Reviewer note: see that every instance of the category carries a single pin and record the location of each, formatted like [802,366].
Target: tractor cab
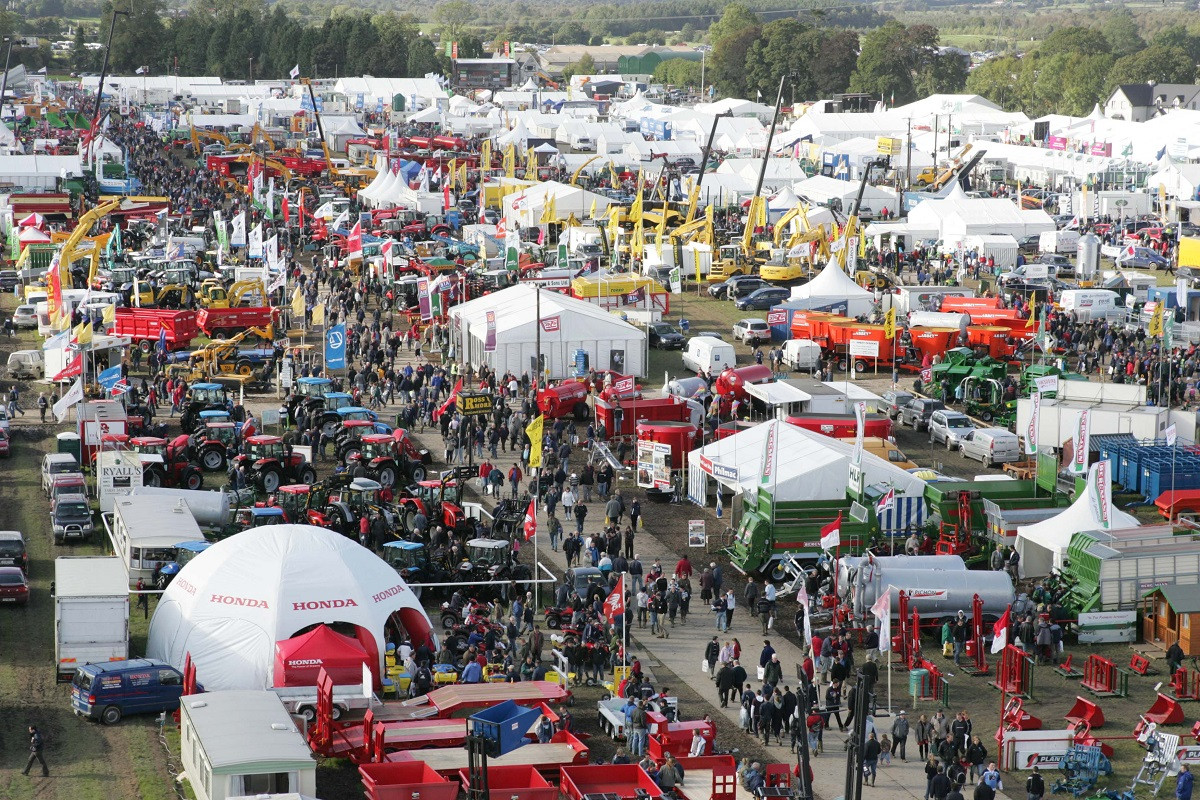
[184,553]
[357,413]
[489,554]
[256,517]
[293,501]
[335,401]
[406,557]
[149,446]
◇ ◇ ◇
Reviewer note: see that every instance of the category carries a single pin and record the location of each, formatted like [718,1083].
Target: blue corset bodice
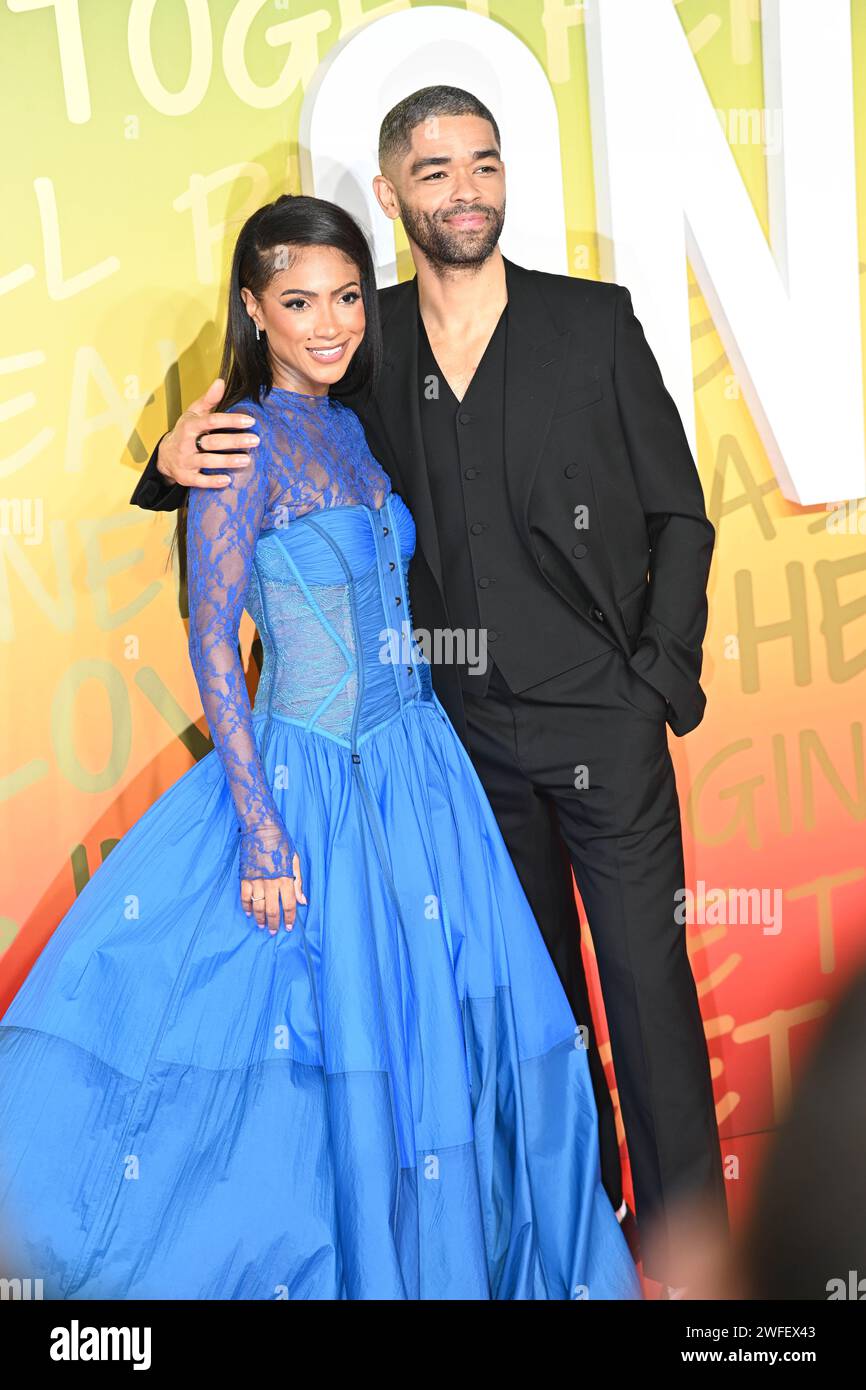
◇ ◇ ◇
**WHAT TO PRODUCE:** Lines to set down from above: the line with "formatted like [718,1083].", the line with "Target: blue corset bodice", and every line between, each exactly as written.

**TASK ANSWER:**
Reviewer note: see that every instance of the category carries a single pin and record the location of each, formatted like [718,1083].
Target: blue corset bodice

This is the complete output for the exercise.